[Aim of the exercise] Look through the material below. Copy each line that contains the string "JSON".

[Material for this task]
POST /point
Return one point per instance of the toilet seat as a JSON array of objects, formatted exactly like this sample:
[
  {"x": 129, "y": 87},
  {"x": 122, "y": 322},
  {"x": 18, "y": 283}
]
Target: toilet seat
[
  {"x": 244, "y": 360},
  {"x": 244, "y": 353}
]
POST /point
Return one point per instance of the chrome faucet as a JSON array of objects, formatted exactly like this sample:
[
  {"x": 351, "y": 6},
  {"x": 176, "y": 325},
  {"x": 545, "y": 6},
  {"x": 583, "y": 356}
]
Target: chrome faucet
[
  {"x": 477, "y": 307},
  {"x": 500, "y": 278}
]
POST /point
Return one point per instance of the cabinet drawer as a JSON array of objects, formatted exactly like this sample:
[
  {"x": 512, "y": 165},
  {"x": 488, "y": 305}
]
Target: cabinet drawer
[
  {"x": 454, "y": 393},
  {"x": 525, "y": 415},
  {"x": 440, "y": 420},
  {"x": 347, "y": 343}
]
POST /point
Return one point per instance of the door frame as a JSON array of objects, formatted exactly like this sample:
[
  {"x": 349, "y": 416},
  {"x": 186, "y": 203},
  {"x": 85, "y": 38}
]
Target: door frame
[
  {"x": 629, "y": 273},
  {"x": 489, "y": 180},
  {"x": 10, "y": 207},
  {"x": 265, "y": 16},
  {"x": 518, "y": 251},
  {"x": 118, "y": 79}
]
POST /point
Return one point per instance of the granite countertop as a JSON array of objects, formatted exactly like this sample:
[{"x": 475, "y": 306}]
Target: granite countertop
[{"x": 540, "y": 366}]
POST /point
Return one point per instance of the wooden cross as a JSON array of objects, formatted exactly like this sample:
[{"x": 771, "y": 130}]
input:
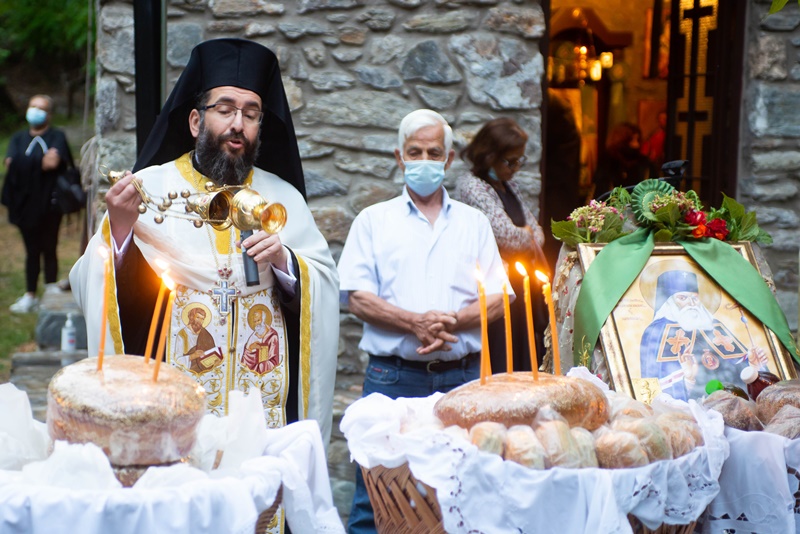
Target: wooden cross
[{"x": 222, "y": 295}]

[Task solution]
Return one point per instance of the toilet seat as a JSON array of objects, formatted exactly like this sample:
Return one point per instance of the chrome faucet as a JSON array of objects, formatted exactly like this sample:
Return one point per instance of the cabinet drawer as a JSON array of objects, formatted exactly like this sample:
Return one point per instance of the door frame as a JSON array of objects, formatted exactly like this sample:
Return one point per instance of the granite countertop as a JSON array of objects, formatted exactly like this sample:
Return one point per instance of the wooden cross as a JSON array of objects, formatted exactly like this sample:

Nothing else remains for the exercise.